───── Exercise input

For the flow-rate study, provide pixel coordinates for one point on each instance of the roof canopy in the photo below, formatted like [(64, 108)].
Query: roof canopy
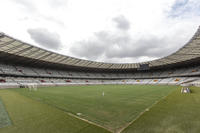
[(9, 45)]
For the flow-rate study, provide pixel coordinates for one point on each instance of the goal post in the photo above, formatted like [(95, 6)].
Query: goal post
[(32, 87)]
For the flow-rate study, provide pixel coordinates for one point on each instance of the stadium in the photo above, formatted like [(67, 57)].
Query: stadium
[(50, 92), (100, 66)]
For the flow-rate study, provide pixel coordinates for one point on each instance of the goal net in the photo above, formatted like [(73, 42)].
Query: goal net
[(32, 87)]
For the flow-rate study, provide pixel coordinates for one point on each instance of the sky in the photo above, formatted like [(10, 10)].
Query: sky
[(117, 31)]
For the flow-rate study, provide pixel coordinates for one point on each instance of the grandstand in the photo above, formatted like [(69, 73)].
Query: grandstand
[(22, 63), (87, 96)]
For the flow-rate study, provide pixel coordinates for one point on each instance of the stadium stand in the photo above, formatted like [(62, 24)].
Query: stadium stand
[(22, 63)]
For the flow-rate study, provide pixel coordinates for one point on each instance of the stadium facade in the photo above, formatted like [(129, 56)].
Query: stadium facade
[(22, 64)]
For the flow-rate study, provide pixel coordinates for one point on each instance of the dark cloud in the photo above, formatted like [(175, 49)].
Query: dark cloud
[(121, 45), (45, 38), (122, 23)]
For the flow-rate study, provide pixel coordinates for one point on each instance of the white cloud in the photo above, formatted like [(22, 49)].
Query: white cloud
[(160, 26)]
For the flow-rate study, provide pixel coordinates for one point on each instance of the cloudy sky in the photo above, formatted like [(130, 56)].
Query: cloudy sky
[(119, 31)]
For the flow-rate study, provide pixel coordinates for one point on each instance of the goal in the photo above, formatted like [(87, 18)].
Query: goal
[(32, 87)]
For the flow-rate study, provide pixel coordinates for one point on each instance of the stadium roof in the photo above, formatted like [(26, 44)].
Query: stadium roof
[(12, 46)]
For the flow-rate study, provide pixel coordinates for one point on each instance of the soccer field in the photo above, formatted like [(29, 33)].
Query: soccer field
[(119, 106), (126, 108)]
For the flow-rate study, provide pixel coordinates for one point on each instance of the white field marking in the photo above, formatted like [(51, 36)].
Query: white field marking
[(90, 122), (103, 93), (146, 110)]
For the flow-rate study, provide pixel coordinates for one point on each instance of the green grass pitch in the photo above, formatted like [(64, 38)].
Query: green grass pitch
[(48, 109)]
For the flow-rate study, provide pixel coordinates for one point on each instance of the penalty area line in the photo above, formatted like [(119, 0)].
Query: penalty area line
[(141, 113)]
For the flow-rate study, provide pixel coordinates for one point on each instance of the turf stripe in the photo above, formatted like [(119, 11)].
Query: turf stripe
[(4, 118)]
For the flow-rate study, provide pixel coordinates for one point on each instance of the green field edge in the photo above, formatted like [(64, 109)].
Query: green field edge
[(146, 110), (70, 113), (73, 114), (88, 127)]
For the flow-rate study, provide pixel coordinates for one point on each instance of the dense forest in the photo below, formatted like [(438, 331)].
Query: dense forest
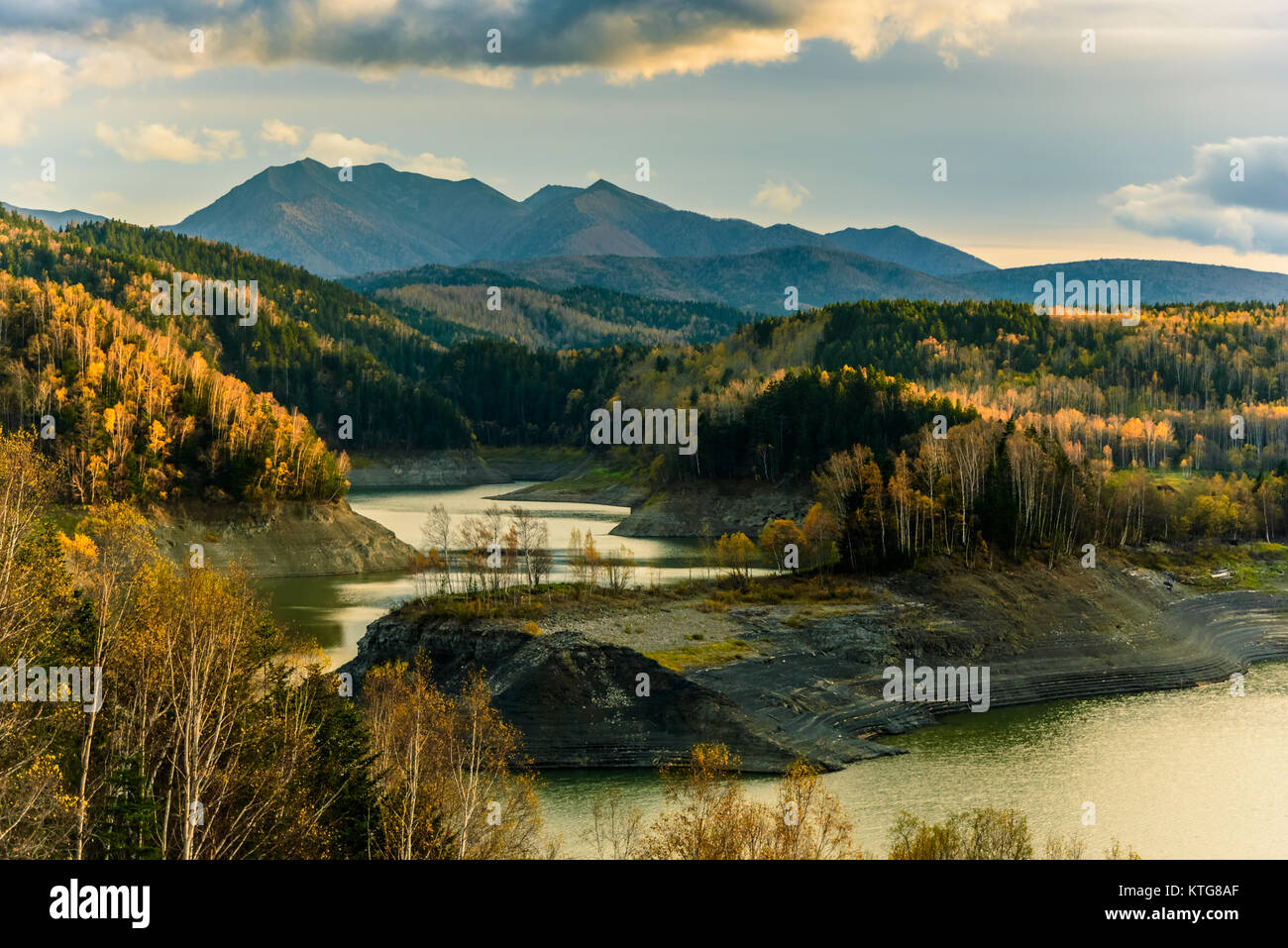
[(452, 304), (1048, 430)]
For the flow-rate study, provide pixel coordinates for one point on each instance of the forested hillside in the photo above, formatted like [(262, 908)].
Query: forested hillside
[(451, 304), (1059, 429), (129, 411)]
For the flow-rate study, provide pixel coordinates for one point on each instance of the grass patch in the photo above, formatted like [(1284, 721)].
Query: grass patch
[(703, 656)]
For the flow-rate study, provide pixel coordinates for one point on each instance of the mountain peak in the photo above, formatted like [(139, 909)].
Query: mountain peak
[(384, 219)]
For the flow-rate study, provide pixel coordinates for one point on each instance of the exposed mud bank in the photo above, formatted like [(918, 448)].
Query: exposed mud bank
[(288, 540), (686, 510), (463, 468), (806, 679)]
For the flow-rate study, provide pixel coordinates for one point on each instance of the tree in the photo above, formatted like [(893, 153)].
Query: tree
[(773, 540)]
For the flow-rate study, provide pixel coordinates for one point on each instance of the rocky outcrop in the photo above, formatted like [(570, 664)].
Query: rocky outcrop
[(432, 469), (286, 540), (825, 678), (699, 509), (463, 468), (814, 687), (579, 702)]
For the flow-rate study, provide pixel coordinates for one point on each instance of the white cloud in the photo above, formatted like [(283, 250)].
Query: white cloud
[(1207, 207), (279, 133), (156, 142), (426, 162), (330, 147), (781, 196), (31, 81), (625, 40)]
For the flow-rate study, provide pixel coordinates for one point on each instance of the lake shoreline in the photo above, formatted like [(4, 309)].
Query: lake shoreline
[(806, 679)]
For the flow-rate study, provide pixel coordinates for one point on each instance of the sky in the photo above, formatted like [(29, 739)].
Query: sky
[(1059, 143)]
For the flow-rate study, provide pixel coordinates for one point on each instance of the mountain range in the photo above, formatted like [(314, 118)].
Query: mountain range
[(53, 219), (400, 223), (386, 220)]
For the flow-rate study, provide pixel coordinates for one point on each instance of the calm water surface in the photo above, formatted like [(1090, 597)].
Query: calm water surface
[(335, 609), (1185, 773), (1192, 773)]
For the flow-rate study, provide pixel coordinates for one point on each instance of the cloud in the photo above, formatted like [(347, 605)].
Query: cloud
[(30, 82), (781, 196), (156, 142), (330, 147), (625, 39), (279, 133), (1207, 207)]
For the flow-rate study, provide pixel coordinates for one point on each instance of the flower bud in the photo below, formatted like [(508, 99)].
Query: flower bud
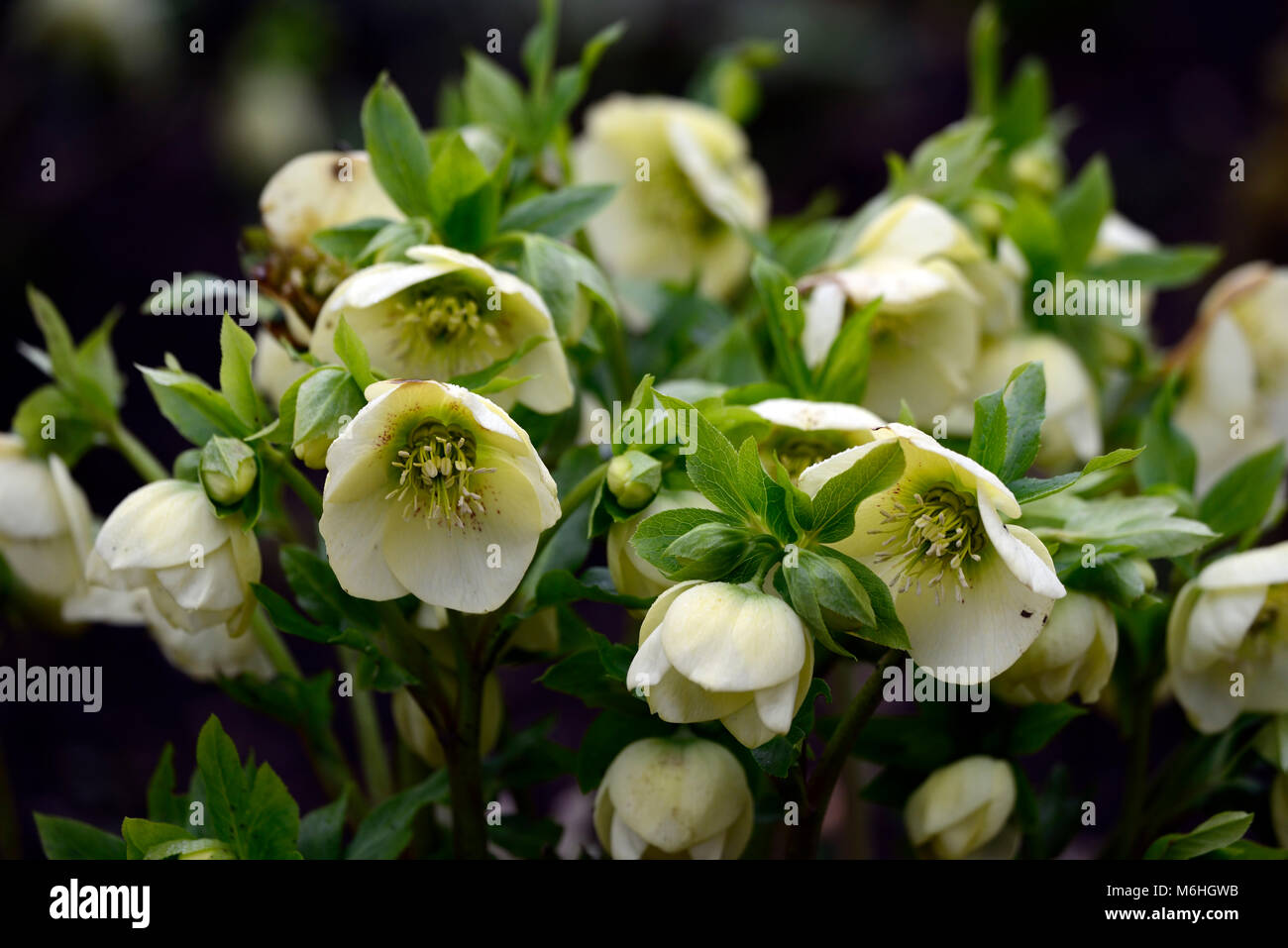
[(227, 469), (666, 797), (1074, 652), (962, 809), (634, 478)]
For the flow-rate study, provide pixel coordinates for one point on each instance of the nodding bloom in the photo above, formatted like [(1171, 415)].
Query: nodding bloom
[(434, 491), (669, 797), (969, 588), (447, 314)]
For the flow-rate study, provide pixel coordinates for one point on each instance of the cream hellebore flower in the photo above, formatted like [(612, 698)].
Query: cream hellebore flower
[(193, 570), (668, 797), (436, 491), (961, 811), (631, 574), (688, 188), (1235, 401), (1070, 433), (926, 333), (717, 651), (1076, 652), (446, 314), (44, 522), (807, 432), (969, 588), (1228, 639)]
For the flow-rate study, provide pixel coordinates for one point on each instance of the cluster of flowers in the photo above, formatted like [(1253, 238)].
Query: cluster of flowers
[(914, 466)]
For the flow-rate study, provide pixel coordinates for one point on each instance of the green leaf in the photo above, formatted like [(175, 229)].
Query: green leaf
[(386, 830), (1240, 498), (1037, 724), (399, 155), (559, 213), (69, 839), (1222, 830), (837, 498)]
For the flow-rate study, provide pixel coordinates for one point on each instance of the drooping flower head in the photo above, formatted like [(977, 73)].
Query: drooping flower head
[(447, 314), (970, 588), (436, 491)]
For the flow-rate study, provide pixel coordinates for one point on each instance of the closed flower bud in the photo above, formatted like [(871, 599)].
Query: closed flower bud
[(634, 478), (1074, 652), (166, 543), (1228, 639), (961, 811), (674, 797), (228, 469), (713, 651)]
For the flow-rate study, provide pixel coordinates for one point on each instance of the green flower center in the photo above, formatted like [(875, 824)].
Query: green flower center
[(934, 533), (436, 472)]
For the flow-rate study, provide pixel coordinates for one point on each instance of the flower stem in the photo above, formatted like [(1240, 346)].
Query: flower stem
[(822, 782), (136, 453), (372, 742)]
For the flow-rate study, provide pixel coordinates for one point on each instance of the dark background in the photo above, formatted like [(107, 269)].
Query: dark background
[(156, 174)]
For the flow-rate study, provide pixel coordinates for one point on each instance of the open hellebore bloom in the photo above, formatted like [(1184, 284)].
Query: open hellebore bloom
[(926, 331), (807, 432), (165, 543), (717, 651), (688, 188), (1074, 653), (670, 797), (434, 491), (961, 811), (1070, 433), (1235, 401), (1228, 639), (969, 588), (44, 520), (447, 314)]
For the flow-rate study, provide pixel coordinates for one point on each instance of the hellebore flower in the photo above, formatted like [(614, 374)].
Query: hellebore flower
[(807, 432), (1074, 653), (717, 651), (1228, 639), (668, 797), (688, 189), (44, 522), (165, 543), (436, 491), (447, 314), (969, 588), (961, 811)]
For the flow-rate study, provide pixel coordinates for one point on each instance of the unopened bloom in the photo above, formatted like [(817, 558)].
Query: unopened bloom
[(688, 188), (447, 314), (1074, 653), (666, 797), (631, 574), (969, 588), (926, 330), (165, 541), (1228, 639), (434, 491), (1070, 433), (961, 811), (44, 520), (807, 432), (712, 651)]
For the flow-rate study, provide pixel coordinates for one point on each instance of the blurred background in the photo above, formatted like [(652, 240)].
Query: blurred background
[(160, 154)]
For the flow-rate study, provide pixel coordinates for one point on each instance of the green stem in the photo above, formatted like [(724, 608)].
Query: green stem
[(136, 453), (295, 479), (372, 743), (822, 782)]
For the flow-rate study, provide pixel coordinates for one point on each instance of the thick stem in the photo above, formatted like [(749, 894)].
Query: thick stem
[(822, 782), (136, 453)]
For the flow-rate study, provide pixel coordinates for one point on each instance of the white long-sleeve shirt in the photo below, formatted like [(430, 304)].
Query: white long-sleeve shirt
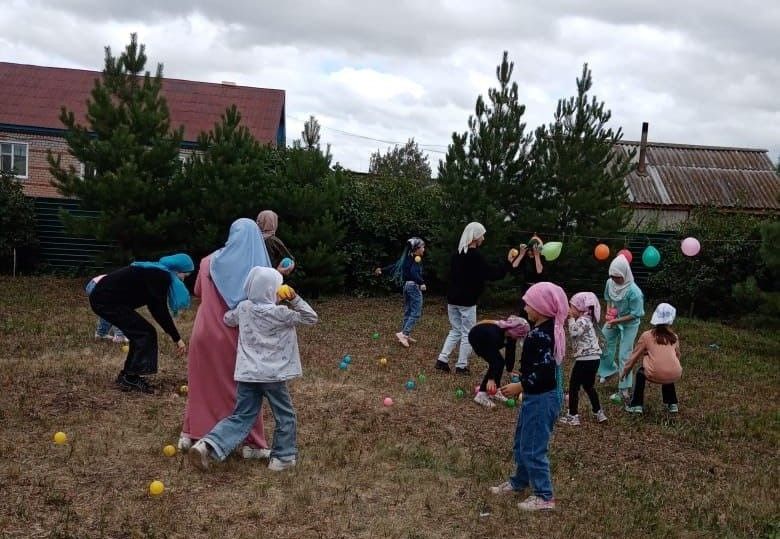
[(267, 341), (584, 340)]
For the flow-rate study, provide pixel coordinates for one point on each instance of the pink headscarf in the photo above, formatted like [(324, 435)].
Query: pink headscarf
[(550, 300), (582, 301), (515, 327)]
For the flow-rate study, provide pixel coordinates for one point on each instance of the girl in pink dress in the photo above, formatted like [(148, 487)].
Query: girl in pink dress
[(212, 352)]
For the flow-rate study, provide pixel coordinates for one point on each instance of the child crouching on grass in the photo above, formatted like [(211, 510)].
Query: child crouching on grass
[(543, 350), (659, 350), (487, 338), (266, 359)]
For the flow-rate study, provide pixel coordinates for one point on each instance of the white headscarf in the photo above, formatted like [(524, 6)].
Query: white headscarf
[(261, 285), (620, 268), (472, 232)]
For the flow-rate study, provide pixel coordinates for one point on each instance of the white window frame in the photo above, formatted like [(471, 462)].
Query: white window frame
[(26, 157)]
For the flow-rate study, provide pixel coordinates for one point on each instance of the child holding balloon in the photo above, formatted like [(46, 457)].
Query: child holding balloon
[(407, 271), (543, 351), (626, 301)]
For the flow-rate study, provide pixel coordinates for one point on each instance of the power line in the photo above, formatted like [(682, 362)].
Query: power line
[(426, 147)]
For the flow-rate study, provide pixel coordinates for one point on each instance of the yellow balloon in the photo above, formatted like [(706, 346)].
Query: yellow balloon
[(285, 292), (156, 488)]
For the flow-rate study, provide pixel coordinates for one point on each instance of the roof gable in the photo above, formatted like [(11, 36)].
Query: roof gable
[(32, 96), (685, 176)]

──────────

• Stated task:
Give back exactly the lines running from the line containing "like [(211, 510)]." through the end of the material above, both included, and nothing beyond them.

• Solution to this problem:
For the flow-rate study, provide pixel coordinates for one point on each instance of the child crouching on grass in the photo above, formatted like [(211, 510)].
Query: child crouching on grass
[(543, 350), (659, 350), (487, 338), (266, 359)]
For the flow-rate study, provide pixel coordinates for one point on each instance of the white headscarf in the photo above, formatted like [(524, 6)].
Query: white headscarf
[(261, 285), (620, 268), (472, 232)]
For the flow-rate study, provide pixel coordinates for one point on each instance of the white window frame in the photo above, formatted like [(471, 462)].
Query: white window frame
[(26, 157)]
For the flow-rate study, provide pixel coordinates for one point on each instance of the child holding balloon in the photo above, formatted like [(46, 457)].
Query: child holding balloon
[(407, 271), (543, 351), (626, 301)]
For the flow-rate study, provide pixel coordinates for one point on each instance of the power line in the photo above, formatted like [(682, 362)].
Query: power line
[(426, 147)]
For the flow-rate study, provide pixel coordinates for one point on each instance of the yellow balloon in the photo above, formatted like [(706, 346)].
Query: yellow balloon
[(285, 292), (156, 488)]
For the flow-rate study, provide pixel coordinates for one point on each instance of the roof gable in the photo above, formatted like [(11, 36)].
Query: roof gable
[(32, 96), (685, 176)]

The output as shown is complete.